INSTRUCTIONS TO FOLLOW:
Copy each line containing the word "negative" from the records that follow, please.

MATERIAL TO PROCESS:
:::

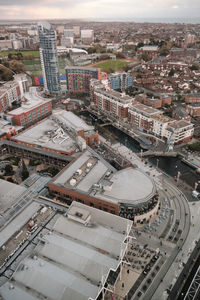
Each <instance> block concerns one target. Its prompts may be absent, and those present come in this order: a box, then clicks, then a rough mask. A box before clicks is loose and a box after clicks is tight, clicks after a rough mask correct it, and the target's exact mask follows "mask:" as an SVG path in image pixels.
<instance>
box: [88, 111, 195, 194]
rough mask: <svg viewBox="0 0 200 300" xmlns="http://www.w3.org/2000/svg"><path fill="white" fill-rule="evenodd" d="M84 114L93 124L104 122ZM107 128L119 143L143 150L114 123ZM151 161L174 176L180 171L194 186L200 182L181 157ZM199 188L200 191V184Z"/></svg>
mask: <svg viewBox="0 0 200 300" xmlns="http://www.w3.org/2000/svg"><path fill="white" fill-rule="evenodd" d="M82 114H83V115H84V116H86V117H89V118H90V119H91V122H92V124H93V125H94V124H95V123H96V122H97V123H98V124H103V122H102V121H101V120H100V119H97V117H96V116H95V115H93V114H91V113H88V112H84V113H82ZM105 128H106V129H108V130H109V131H110V132H111V133H113V134H114V135H115V136H116V137H117V139H118V142H119V143H121V144H123V145H125V146H126V147H127V148H129V149H130V150H132V151H133V152H135V153H138V152H140V151H141V147H140V144H139V143H138V142H137V141H136V140H134V139H133V138H132V137H130V136H128V135H127V134H126V133H124V132H122V131H121V130H119V129H117V128H116V127H114V126H112V125H108V126H105ZM149 161H150V162H151V163H152V164H153V165H155V166H157V164H158V168H159V169H161V170H162V171H163V172H165V173H166V174H168V175H170V176H172V177H175V176H177V174H178V172H180V179H181V180H183V181H185V182H186V183H187V184H188V185H190V186H192V187H194V186H195V183H196V182H198V181H199V182H200V174H197V173H196V172H195V170H194V169H193V168H191V167H189V166H188V165H186V164H185V163H183V162H182V161H181V159H180V158H179V157H151V158H149ZM197 190H198V191H199V192H200V184H199V186H198V187H197Z"/></svg>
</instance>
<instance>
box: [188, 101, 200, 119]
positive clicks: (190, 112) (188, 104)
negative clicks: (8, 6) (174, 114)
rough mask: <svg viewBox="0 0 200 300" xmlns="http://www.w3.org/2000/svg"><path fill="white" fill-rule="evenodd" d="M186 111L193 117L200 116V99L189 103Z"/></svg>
mask: <svg viewBox="0 0 200 300" xmlns="http://www.w3.org/2000/svg"><path fill="white" fill-rule="evenodd" d="M186 111H187V113H188V114H189V115H190V116H191V117H194V118H195V117H200V101H199V103H198V102H195V103H190V104H188V105H187V106H186Z"/></svg>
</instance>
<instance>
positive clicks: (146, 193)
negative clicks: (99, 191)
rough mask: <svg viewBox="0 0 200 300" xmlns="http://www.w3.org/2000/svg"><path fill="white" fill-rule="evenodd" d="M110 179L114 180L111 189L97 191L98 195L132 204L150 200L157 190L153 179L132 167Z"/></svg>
mask: <svg viewBox="0 0 200 300" xmlns="http://www.w3.org/2000/svg"><path fill="white" fill-rule="evenodd" d="M110 181H112V182H113V185H112V188H111V190H104V191H103V192H101V193H97V194H96V196H97V197H99V198H101V199H105V200H107V201H112V202H118V203H126V204H130V205H131V204H137V203H140V202H143V201H147V200H149V199H150V198H151V197H153V196H154V194H155V192H156V189H155V184H154V182H153V181H152V179H151V178H150V177H149V176H148V175H146V174H145V173H143V172H141V170H139V169H135V168H131V167H130V168H126V169H123V170H121V171H118V172H116V173H115V174H113V177H112V178H111V179H110ZM144 187H145V188H144Z"/></svg>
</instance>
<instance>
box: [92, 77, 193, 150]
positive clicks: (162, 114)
mask: <svg viewBox="0 0 200 300" xmlns="http://www.w3.org/2000/svg"><path fill="white" fill-rule="evenodd" d="M139 98H141V96H140V97H139ZM137 99H138V98H137V97H135V98H131V97H129V96H127V95H125V94H123V93H122V94H121V93H119V92H116V91H114V90H112V89H110V88H109V87H108V86H106V85H105V84H103V83H100V82H98V81H97V80H92V81H91V105H92V106H94V107H95V108H97V109H98V111H99V112H104V113H106V114H108V116H110V117H115V118H117V119H119V120H122V121H127V122H128V123H129V124H130V125H132V126H133V128H135V129H137V130H140V131H141V132H145V133H148V134H151V135H152V136H155V137H158V138H160V139H162V140H164V141H165V142H167V141H168V140H169V139H171V138H173V141H174V144H180V143H183V142H188V141H190V140H191V138H192V136H193V133H194V126H193V124H191V123H190V121H187V120H181V122H180V121H179V120H173V119H171V118H169V117H166V116H164V115H163V111H161V110H158V109H156V108H153V107H150V106H148V105H145V104H142V103H139V102H137ZM145 99H146V98H145ZM165 100H166V104H168V103H171V98H168V97H166V99H165V97H164V98H163V99H162V98H161V99H159V102H160V101H161V103H162V101H165ZM146 101H149V102H151V101H150V100H147V99H146ZM140 102H141V101H140ZM152 102H154V100H152ZM148 104H149V103H148ZM117 119H116V120H117Z"/></svg>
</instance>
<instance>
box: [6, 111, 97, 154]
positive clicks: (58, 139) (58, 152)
mask: <svg viewBox="0 0 200 300" xmlns="http://www.w3.org/2000/svg"><path fill="white" fill-rule="evenodd" d="M12 140H13V141H15V142H17V143H19V144H23V145H27V146H31V147H34V148H38V149H40V148H41V149H43V150H47V151H52V152H56V153H59V154H66V155H72V154H74V153H75V152H78V151H80V150H81V151H82V150H84V149H85V148H86V144H88V145H90V146H92V145H93V144H98V142H99V137H98V134H97V133H96V132H95V131H94V127H93V126H89V125H87V124H86V123H85V122H84V121H83V120H82V119H80V118H79V117H77V116H76V115H74V114H73V113H71V112H67V111H65V110H58V111H54V112H53V114H52V115H51V116H50V117H49V118H46V119H45V120H43V121H41V122H39V123H38V124H36V125H35V126H32V127H31V128H28V129H27V130H25V131H23V132H21V133H20V134H18V135H17V136H15V137H13V138H12Z"/></svg>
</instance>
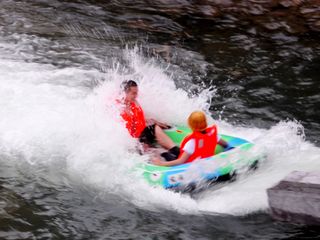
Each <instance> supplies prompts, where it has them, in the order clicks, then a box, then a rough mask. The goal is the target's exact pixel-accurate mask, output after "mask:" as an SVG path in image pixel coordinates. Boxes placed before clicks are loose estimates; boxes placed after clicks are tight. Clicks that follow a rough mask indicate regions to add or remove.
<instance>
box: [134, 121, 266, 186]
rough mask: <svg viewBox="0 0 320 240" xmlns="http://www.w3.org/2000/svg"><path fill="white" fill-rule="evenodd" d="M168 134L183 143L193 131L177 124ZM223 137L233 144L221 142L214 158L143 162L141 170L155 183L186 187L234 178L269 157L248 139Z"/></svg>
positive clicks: (216, 150) (177, 143)
mask: <svg viewBox="0 0 320 240" xmlns="http://www.w3.org/2000/svg"><path fill="white" fill-rule="evenodd" d="M165 133H166V134H167V135H168V136H169V137H170V138H171V139H172V140H173V142H174V143H176V144H177V145H178V146H180V143H181V142H182V140H183V139H184V137H185V136H187V135H189V134H190V133H191V129H190V128H188V127H185V126H177V127H174V128H171V129H168V130H165ZM219 136H220V138H222V139H223V140H224V141H226V142H227V143H228V146H229V147H228V148H227V149H224V148H223V147H222V146H220V145H217V147H216V149H215V155H214V156H213V157H209V158H205V159H199V160H195V161H193V162H191V163H185V164H181V165H177V166H171V167H164V166H156V165H153V164H151V163H141V164H139V165H138V166H137V169H138V170H139V171H141V172H142V175H143V177H144V179H145V180H146V181H147V182H148V183H149V184H150V185H152V186H161V187H163V188H166V189H174V190H183V189H187V188H189V189H190V188H191V189H194V188H196V187H197V186H201V185H203V184H204V183H213V182H217V181H219V180H226V179H230V178H231V177H232V176H234V175H235V174H236V173H239V172H242V171H247V170H249V169H252V168H256V166H257V164H258V162H259V161H261V160H262V159H264V158H265V155H264V154H263V153H261V152H259V151H257V149H255V145H254V144H253V143H251V142H249V141H247V140H245V139H241V138H237V137H233V136H228V135H219Z"/></svg>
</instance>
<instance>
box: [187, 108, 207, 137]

:::

ANSWER SPACE:
negative clicks: (8, 6) (174, 114)
negative clicks: (99, 191)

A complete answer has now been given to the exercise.